--- Start Excerpted passage ---

Everything evolves, even greatness under pressure.
Back in the 1970s, when the expansion of postseason baseball was still fresh, Earl Weaver kept things simple: He rode Jim Palmer as far as he could go. It quickly became an October tradition. The future Hall of Famer delivered complete games for the Orioles in the American League Championship Series in 1969, '70, '71, '73 and '74.
But teams spread the load around a lot more these days, as the Indians showed en route to the 2016 World Series. Andrew Miller, the tall lefty with the disappearing slider, worked predominantly throughout the postseason in what was once called middle relief. He earned the ALCS MVP Award for his show-stopping performance against the Blue Jays.
Miller got Manager Terry Francona five outs in Game 1, six in Game 2, four in Game 3 and eight in Game 5, and he didn't care whether he was pitching in the fifth inning or the ninth. "All that matters are outs," Miller said. "All that matters are wins. It honestly does not matter how we get there."
But greatness is still found in old-fashioned arms, too. Consider the Cubs' Jon Lester, who was a rock for skipper Joe Maddon in last year's NLCS, just as he had been for the Red Sox in the 2013 ALCS against the Tigers. Lester wasn't in Boston to break the Curse of the Bambino in 2004, but Theo Epstein brought him to Chicago in 2015, intent on ending an even longer drought. His work against the Dodgers proved pivotal, as he was named series MVP in large part due to his Game 5 victory.

--- End Excerpted passage ---
--- Start Entries supplied ---

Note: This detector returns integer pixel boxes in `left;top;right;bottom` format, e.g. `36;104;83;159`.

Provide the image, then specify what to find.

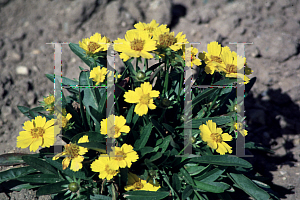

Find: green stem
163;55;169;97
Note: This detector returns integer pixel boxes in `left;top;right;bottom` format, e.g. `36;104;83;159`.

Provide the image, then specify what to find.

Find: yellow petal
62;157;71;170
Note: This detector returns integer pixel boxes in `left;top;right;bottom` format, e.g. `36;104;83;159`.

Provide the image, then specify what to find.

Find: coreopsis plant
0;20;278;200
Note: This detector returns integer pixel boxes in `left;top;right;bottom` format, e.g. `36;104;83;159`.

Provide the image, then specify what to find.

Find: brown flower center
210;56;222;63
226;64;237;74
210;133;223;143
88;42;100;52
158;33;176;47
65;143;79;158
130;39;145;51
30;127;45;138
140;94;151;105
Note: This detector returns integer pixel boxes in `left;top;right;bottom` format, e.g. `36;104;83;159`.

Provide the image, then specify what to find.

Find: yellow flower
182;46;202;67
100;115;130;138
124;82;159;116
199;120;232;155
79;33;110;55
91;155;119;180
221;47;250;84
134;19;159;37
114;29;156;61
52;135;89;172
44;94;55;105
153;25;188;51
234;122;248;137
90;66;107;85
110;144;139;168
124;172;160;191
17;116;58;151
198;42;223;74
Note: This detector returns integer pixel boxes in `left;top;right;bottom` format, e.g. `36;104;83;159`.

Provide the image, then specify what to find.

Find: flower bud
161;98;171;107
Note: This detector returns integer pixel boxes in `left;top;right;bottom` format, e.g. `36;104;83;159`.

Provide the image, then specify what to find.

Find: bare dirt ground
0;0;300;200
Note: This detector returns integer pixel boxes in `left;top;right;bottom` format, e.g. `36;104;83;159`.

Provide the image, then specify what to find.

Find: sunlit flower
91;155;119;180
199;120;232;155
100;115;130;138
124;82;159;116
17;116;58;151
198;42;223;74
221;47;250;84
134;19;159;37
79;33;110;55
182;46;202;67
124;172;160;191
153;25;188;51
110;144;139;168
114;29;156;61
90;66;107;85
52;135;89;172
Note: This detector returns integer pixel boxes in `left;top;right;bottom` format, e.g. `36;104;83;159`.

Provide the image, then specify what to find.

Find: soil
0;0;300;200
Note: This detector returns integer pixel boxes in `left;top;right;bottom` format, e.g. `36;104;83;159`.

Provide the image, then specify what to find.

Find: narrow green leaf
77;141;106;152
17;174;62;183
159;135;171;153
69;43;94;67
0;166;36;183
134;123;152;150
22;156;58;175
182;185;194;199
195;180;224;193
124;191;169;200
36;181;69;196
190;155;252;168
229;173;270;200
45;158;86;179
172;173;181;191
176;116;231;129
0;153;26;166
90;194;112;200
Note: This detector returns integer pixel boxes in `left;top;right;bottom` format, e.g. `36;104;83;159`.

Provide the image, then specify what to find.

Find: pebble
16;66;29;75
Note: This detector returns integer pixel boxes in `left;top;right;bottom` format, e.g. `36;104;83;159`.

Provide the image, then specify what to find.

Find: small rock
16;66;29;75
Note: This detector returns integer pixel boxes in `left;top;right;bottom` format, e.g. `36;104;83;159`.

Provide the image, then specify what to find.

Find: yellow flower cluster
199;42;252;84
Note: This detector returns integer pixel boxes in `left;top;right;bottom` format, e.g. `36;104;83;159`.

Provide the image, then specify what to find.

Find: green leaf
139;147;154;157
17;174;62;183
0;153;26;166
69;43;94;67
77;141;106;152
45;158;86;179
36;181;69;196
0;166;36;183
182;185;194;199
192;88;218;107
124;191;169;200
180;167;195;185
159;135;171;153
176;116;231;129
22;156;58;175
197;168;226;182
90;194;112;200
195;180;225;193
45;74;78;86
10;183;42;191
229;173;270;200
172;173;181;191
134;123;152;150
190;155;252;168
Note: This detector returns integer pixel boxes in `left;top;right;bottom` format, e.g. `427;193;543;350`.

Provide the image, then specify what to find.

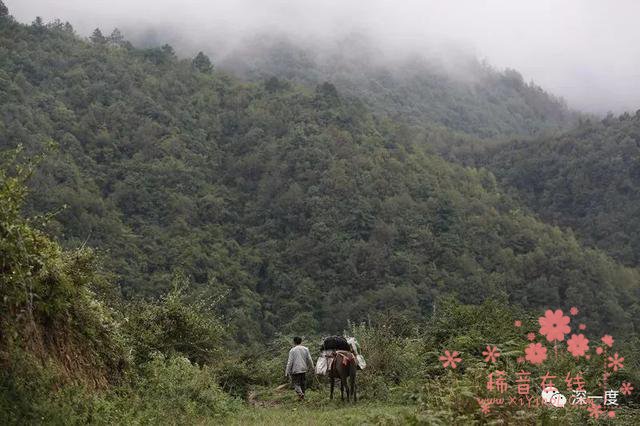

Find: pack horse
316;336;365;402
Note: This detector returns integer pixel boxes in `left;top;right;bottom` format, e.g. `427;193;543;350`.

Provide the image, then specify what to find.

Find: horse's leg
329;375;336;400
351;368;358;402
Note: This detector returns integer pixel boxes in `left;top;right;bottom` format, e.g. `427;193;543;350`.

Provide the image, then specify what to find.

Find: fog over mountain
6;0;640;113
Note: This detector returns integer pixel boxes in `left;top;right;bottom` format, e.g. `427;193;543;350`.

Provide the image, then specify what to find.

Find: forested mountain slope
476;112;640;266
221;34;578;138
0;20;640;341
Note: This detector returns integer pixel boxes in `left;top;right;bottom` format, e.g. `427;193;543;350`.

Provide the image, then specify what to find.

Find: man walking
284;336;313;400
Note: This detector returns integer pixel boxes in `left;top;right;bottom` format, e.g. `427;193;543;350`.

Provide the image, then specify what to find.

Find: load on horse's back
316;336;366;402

--- End Entries supplied ---

Written tasks
#1 In the passage on postseason pitching, which award did Andrew Miller earn for his performance against the Blue Jays?
#2 Continue the passage on postseason pitching from its last sentence.

The responses
#1 The ALCS MVP Award.

#2
"It's unbelievable," Lester said. "Going through this process, this is why they signed me. And this is why I wanted to come here: to win a World Series for this city and this organization, this ownership, this front office."
Major League Baseball is playing its League Championship Series for the 48th season in 2017, and more often than not, it has equaled the drama of the World Series that has followed.
Consider 2008, when 24-year-old Rays right-hander Matt Garza beat Lester twice to lead Tampa Bay to a seven-game victory over the Red Sox. While a lot of great pitchers have passed through Tropicana Field, including James Shields, David Price and Chris Archer, it was Garza who excelled in the brightest spotlight.
And fans never forget those monumental victories. This list spotlights the pitchers who have bolstered their resumes with greatness in the championship series:
If you saw an ALCS game between 1996 and 2010, you most likely witnessed the work of baseball's greatest closer. Rivera pitched in nine American League Championship Series for the Yankees, and seven times wound up as the focal point of celebration. The all-time postseason saves leader (fittingly with 42), Rivera shut the door in 13 ALCS games. There are a lot of numbers that illustrate his success, but try this one: Homers allowed in 48 2/3 innings pitched? Zero.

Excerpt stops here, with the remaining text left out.